Stated problem
Please rewrite every line below, beginning at the line that has "the red abstract" and stopping after the one that has "x=194, y=194". Scale each x and y coordinate value by 2.55 and round it to a whole number, with halves rounded up, while leaving all other text as it is.

Records shown
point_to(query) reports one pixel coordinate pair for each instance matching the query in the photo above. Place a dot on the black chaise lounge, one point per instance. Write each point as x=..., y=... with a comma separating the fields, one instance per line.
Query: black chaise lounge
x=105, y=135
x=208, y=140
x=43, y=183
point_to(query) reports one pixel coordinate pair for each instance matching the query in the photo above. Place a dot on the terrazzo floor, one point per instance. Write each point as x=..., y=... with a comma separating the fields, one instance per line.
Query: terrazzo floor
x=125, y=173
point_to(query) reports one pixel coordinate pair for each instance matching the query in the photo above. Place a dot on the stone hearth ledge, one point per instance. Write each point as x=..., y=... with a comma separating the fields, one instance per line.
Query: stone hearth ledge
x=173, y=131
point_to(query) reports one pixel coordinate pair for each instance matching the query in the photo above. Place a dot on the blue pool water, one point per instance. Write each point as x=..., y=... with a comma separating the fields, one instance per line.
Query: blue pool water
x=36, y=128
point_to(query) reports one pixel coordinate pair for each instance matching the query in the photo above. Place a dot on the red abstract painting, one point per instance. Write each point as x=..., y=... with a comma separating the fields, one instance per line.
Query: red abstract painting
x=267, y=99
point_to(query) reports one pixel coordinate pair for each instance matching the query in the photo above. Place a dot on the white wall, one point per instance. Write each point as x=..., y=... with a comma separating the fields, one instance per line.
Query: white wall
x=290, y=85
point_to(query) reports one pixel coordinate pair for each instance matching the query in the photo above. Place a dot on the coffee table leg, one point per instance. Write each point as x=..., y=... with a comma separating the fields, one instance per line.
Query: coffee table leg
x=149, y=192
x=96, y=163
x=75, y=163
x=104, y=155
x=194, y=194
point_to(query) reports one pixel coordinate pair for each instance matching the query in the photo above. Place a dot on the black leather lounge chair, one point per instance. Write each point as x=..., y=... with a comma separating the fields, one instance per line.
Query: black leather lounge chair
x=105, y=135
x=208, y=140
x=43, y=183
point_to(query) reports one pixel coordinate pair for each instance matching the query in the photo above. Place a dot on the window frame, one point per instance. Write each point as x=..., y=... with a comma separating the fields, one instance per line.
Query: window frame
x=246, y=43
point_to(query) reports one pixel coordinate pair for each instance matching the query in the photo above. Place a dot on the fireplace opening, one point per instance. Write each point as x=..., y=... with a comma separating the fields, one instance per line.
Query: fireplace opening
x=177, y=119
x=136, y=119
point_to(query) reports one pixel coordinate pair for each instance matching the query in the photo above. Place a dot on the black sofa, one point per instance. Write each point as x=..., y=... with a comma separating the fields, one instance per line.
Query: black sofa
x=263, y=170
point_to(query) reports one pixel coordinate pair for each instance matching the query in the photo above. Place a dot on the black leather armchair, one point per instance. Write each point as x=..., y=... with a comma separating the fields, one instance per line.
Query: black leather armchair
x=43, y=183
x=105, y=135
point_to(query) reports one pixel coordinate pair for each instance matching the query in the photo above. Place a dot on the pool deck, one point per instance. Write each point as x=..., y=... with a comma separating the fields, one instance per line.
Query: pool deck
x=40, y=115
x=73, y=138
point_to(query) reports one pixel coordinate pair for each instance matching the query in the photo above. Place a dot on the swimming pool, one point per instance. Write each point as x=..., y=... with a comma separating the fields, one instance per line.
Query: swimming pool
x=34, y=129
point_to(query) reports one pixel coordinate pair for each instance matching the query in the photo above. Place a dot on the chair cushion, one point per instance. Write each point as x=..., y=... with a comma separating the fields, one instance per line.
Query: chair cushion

Task solution
point_to(query) reports one pixel coordinate pair for each instance matching the query in the photo above. Place a dot on the red abstract painting, one point per instance. Write each point as x=..., y=... with a comma separating the fields, one instance per line.
Query: red abstract painting
x=681, y=252
point_to(query) reports one pixel coordinate pair for each instance matching the query in the photo above. Place a dot on the white wall, one point per instance. Write each point as x=..., y=... with a comma separating the fields, one instance per line.
Query: white wall
x=740, y=217
point_to(query) reports one pixel coordinate pair for each instance matching the query in the photo above. Place a dot on the coffee table leg, one point per instance. Write each point as x=..., y=... with a comma separating the fields, one instance per line.
Query: coffee table leg
x=380, y=490
x=245, y=416
x=191, y=416
x=265, y=395
x=495, y=495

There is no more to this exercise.